═══ EXTRAIT

Culture flux / Culture floue ? Saturé de références en tous genres (cinéma, arts plastiques, philosophie, psychologie, Arno Schmidt), sur lesquels le lecteur a le loisir de s’attarder ou non, invité à user de sa liberté souveraine, il me semble que la saturation constitue aussi l’élégance de ce livre, multipliant les angles et déroutant les approches uniques, dans une sorte de cacophonie et de dissonance plurivoque. En tant qu’espace discursif – où quelque chose est dit – le livre incite le lecteur, après la période d’ingestion et d’incubation fongique, à faire progressivement le mouvement inverse et à passer du végétal au cérébral, afin d’examiner ce qui est dit.

Le débat sur la relation de Marx (et du lecteur) à l’utopie est superposé à notre relation aux textes, ce texte-ci et tous les textes en général, mêlant habilement politique et littérature. Le passage difficile de l’idéalisme à la transformation de la réalité est replié sur la question de la relation (subjective) à la réalité (objective) d’un texte. Si l’examen des conditions de la liberté de chacun par rapport à celle de tous est nécessaire pour vivre dans un espace politique commun, alors l’examen de notre relation aux signes et à la langue devient urgent ainsi que la confrontation des subjectivités conflictuelles éprises d’un espace textuel et littéraire commun. Notre rapport politique au monde, traversé de langues et de langages, se retrouverait, sous une autre forme, dans notre rapport aux livres et aux images-signes qu’ils construisent. Appréhender des espaces de plurivocité littéraire reviendrait à faire un pas vers cet espace politique commun. Au moins idéalement.

 

Enter the Ghost. L’écorce et le noyau, convoqué par Notéris, maître livre d’Abraham et de Török, place le fantôme transgénérationnel au centre de son livre. Je vois dans cet emprunt à la psychogénéalogie une métaphore de ce que la lecture / littérature porte de subjectivité irréductible à un discours unique et figé, névrotique, incapacitant. Sous cet angle, la lecture advient dans et par la projection d’un moi et de son fantôme sur un texte prétexte nourrissant une parole incessante, nécessaire, renouvelable à l’infini des questionnements humains. La relativité du sens y devient maximale parce que la présence du lecteur s’y trouve en contrepartie requise, et ainsi affirmée et affermie la légitimité de son regard, pour subjectif qu’il soit : pas de texte finalement sans une multitude de lecteurs uniques et d’interprétations multiples, pas de pensée sans quelqu’un pour la porter ou pour la contredire, pas d’essence ni de vérité littéraire, pas d’être-là du texte hors de son incarnation dans un regard : exit la quête désespérante d’une essence de l’être (littéraire ou humain) hors de ce qui est, là, planté devant moi comme un séquoia. Max Dorra, déroulait dix ans plus tôt des questions proches, dans un ouvrage au titre intéressant au regard de celui de Notéris : Heidegger, Primo Levi et le séquoia (Gallimard, 2001).

══════

QUESTIONS D'ÉTUDE:
A - Recopiez à l'identique le passage de l'extrait sur le livre de Notéris commençant par "Culture flux /" et se poursuivant jusqu'à "qui est dit.".
B - Reprenez l'extrait sur le livre de Notéris là où il s'arrête et prolongez-le.
Les enregistrements ne sont d'aucune utilité pour ce travail.

═══ ENREGISTREMENTS BRUTS

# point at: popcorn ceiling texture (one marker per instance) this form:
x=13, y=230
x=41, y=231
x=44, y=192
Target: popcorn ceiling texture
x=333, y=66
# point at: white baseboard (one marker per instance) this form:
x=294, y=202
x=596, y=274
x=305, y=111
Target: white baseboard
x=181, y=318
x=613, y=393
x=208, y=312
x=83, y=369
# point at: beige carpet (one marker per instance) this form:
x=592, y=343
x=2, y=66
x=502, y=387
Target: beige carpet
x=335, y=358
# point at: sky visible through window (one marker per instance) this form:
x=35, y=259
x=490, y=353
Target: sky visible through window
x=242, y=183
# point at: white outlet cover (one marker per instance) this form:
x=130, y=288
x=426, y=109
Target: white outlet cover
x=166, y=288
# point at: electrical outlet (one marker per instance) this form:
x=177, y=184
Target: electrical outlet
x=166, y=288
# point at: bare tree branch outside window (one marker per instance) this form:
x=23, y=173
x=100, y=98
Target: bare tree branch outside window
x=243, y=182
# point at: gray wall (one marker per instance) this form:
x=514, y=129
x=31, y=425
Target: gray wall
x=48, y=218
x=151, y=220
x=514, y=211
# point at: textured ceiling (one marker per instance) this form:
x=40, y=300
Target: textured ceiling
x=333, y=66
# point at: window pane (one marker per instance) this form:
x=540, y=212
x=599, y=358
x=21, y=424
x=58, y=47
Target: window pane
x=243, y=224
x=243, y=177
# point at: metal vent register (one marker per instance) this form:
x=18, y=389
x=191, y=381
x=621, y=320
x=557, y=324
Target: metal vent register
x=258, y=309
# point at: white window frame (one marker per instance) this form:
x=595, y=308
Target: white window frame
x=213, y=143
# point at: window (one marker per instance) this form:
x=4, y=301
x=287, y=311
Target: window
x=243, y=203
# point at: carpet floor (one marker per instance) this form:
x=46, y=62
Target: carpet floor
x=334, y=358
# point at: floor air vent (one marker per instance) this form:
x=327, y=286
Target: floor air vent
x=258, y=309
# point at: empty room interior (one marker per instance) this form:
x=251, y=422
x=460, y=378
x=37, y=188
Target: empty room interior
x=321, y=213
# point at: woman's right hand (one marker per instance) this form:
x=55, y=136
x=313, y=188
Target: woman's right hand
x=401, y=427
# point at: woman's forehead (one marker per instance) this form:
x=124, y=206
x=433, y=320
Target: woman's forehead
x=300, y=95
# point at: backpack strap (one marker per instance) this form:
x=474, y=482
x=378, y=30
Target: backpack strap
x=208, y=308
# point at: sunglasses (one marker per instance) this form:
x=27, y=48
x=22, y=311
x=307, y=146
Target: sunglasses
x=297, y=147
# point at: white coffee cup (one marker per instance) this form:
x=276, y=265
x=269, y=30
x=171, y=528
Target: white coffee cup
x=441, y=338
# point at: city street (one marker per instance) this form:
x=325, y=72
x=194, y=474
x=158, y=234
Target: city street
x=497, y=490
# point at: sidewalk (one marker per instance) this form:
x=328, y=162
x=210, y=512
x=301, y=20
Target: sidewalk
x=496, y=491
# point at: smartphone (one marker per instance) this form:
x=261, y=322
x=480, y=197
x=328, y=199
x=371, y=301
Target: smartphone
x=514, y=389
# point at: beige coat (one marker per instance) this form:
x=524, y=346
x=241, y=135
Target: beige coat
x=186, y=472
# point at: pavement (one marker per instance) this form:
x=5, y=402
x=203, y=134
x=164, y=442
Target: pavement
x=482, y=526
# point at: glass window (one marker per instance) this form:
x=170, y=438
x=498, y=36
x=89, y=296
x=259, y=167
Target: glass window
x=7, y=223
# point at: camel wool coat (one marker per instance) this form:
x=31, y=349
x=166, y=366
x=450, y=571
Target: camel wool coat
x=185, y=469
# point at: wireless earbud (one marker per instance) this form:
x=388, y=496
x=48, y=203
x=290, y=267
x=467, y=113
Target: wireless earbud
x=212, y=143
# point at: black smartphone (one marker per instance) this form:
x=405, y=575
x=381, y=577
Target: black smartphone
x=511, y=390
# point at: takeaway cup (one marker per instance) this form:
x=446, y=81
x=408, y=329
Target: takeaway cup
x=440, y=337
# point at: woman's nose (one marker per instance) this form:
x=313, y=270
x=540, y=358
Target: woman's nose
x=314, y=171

══════

RÉPONSES DÉTAILLÉES:
A -
Culture flux / Culture floue ? Saturé de références en tous genres (cinéma, arts plastiques, philosophie, psychologie, Arno Schmidt), sur lesquels le lecteur a le loisir de s’attarder ou non, invité à user de sa liberté souveraine, il me semble que la saturation constitue aussi l’élégance de ce livre, multipliant les angles et déroutant les approches uniques, dans une sorte de cacophonie et de dissonance plurivoque. En tant qu’espace discursif – où quelque chose est dit – le livre incite le lecteur, après la période d’ingestion et d’incubation fongique, à faire progressivement le mouvement inverse et à passer du végétal au cérébral, afin d’examiner ce qui est dit.

B -
Il me semble que la catastrophe parodique d’Émilie Notéris, qui  nous envoie valser avec bonheur dans les décors de la fiction et de la littérature, nous rappelle à notre rôle de lecteur penché sur les hiéroglyphes de notre vie et de la vie des autres. La littérature pourrait aussi bien être ce fantôme coincé entre l’écorce des textes et le noyau de la vie en nous et hors de nous, qu’il appartiendrait alors – aux lecteurs ? aux écrivains ? – de signaler et d’accueillir. À cette condition, la littérature vaudrait la peine d’être vécue et pourrait l’être par tous. Resterait encore, avant crash définitif, à examiner dans ce livre le mouvement oscillatoire du texte, de la piraterie à la pitrerie– riche en développements.

 

Mais nous voici déjà arrivés à destination Nulle part. Nowhere. Now here.

– Tu salues, tu te brosses les dents, et hop au lit, dit le miroir au petit éditeur.